**Task details**
Copy out the lines of the records below word for word, beginning with the line containing "Locate the black wristband" and continuing through the line containing "[255,24,350,119]", both included.
::: Stored rows :::
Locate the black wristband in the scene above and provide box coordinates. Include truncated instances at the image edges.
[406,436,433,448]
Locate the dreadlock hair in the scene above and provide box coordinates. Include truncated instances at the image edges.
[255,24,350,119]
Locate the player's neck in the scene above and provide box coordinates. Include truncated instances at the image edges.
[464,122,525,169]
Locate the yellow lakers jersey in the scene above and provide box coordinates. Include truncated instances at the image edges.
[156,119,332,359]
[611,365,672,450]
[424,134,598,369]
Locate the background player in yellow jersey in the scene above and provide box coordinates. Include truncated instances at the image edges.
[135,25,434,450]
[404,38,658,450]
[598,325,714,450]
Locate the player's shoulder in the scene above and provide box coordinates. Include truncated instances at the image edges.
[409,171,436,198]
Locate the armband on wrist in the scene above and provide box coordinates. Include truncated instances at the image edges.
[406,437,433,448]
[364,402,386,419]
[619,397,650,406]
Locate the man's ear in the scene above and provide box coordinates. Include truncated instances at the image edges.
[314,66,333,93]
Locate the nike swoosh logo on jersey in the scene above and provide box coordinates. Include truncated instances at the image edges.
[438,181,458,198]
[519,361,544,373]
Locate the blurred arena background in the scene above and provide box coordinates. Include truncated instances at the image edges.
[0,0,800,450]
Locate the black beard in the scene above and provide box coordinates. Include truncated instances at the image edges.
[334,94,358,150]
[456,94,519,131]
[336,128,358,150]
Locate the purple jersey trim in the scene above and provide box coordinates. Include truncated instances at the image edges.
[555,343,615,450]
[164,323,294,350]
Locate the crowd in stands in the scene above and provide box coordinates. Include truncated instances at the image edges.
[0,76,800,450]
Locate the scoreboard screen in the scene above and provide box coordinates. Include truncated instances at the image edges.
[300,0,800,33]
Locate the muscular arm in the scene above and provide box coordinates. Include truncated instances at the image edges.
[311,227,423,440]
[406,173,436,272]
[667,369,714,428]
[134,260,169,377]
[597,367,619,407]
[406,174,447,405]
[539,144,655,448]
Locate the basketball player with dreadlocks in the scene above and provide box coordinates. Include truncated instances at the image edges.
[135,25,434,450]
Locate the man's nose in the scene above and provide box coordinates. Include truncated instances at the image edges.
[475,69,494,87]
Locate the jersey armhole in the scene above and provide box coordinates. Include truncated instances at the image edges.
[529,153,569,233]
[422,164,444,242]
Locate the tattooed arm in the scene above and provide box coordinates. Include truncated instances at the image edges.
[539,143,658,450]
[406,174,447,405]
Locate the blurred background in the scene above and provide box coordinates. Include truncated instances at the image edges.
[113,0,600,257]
:::
::: Stored rows :::
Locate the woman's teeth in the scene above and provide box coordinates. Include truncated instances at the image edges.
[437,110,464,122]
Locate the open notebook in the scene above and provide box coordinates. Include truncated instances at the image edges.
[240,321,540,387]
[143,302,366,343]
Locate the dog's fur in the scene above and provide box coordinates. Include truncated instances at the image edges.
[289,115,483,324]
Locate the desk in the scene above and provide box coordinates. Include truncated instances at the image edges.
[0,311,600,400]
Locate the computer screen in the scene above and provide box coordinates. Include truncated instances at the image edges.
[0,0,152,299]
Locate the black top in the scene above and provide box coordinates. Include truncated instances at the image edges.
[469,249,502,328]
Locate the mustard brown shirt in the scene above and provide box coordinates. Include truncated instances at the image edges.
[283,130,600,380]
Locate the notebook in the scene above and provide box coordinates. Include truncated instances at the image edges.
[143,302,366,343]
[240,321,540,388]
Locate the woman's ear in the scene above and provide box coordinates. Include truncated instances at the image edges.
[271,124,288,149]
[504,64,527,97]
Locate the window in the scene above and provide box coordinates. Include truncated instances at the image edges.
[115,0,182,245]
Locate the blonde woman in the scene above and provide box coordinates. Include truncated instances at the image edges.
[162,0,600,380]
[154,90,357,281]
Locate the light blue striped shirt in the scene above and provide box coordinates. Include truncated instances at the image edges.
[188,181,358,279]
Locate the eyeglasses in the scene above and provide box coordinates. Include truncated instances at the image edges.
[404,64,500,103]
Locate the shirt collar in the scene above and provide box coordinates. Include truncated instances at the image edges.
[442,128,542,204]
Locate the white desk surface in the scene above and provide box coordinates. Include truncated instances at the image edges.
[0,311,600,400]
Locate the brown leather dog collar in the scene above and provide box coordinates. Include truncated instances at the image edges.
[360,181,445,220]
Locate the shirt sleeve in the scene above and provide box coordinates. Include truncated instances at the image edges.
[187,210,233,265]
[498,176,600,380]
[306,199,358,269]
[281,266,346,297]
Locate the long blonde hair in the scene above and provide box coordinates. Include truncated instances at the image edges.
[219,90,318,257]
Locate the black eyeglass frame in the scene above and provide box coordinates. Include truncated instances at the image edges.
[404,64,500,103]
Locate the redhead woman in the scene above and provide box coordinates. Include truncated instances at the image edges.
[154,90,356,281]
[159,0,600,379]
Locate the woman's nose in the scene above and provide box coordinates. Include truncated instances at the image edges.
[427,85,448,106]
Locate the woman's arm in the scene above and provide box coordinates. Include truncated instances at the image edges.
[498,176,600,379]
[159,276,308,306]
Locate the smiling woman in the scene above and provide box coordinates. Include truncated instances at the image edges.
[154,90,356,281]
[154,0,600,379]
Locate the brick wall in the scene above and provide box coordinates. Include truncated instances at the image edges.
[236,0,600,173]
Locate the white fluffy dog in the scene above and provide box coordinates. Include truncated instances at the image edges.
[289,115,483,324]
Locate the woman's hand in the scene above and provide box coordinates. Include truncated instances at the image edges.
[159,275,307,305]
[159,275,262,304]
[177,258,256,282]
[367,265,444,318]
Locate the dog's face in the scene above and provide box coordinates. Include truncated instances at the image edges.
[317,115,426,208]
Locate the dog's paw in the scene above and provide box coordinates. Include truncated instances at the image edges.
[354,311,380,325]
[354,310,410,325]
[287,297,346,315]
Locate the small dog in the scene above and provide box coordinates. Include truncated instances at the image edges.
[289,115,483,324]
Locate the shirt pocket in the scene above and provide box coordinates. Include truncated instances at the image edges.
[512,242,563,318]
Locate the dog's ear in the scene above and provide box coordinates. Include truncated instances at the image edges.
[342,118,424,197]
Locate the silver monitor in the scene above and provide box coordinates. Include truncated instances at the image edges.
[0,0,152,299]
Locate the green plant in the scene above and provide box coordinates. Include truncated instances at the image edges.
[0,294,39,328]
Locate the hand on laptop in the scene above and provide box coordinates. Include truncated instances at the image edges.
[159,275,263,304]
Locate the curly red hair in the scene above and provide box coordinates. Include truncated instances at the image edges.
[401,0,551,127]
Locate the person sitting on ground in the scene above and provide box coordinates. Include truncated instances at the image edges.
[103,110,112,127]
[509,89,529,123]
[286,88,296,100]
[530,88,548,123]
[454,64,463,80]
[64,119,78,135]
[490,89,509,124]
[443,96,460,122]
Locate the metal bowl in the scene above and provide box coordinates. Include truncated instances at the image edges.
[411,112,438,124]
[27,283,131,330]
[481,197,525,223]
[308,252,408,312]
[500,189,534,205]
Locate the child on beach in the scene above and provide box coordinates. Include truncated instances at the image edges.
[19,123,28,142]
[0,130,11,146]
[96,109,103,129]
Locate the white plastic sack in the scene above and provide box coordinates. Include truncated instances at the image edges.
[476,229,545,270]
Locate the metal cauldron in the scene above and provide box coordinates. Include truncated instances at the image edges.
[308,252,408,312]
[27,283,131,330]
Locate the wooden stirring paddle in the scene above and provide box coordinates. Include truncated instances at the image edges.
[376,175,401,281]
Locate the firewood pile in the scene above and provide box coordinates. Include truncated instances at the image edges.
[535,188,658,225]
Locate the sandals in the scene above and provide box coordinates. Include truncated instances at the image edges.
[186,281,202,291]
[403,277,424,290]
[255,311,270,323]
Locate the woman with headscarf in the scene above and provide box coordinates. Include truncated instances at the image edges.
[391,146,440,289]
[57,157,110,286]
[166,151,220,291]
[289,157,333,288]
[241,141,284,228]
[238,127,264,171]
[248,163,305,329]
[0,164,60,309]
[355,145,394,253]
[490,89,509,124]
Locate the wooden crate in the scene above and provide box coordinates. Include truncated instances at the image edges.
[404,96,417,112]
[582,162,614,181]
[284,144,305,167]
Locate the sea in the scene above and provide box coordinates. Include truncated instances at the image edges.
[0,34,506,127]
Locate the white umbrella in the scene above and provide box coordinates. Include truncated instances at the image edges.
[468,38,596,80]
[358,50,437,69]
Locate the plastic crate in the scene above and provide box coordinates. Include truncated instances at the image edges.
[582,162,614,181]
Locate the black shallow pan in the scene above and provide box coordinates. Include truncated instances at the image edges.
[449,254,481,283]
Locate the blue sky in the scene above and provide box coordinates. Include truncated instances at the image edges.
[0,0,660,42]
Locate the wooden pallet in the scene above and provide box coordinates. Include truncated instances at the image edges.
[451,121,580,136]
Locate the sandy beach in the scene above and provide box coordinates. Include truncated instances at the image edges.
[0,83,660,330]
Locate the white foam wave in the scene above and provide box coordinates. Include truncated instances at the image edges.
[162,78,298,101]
:::
**Worked answer**
Locate the black wristband in the scene above and provide box coordinates. Include truncated instances at the image edges.
[406,436,433,448]
Locate the dreadlock hair in the scene above and provide box coordinates. Include truncated instances at the image edges.
[255,24,350,119]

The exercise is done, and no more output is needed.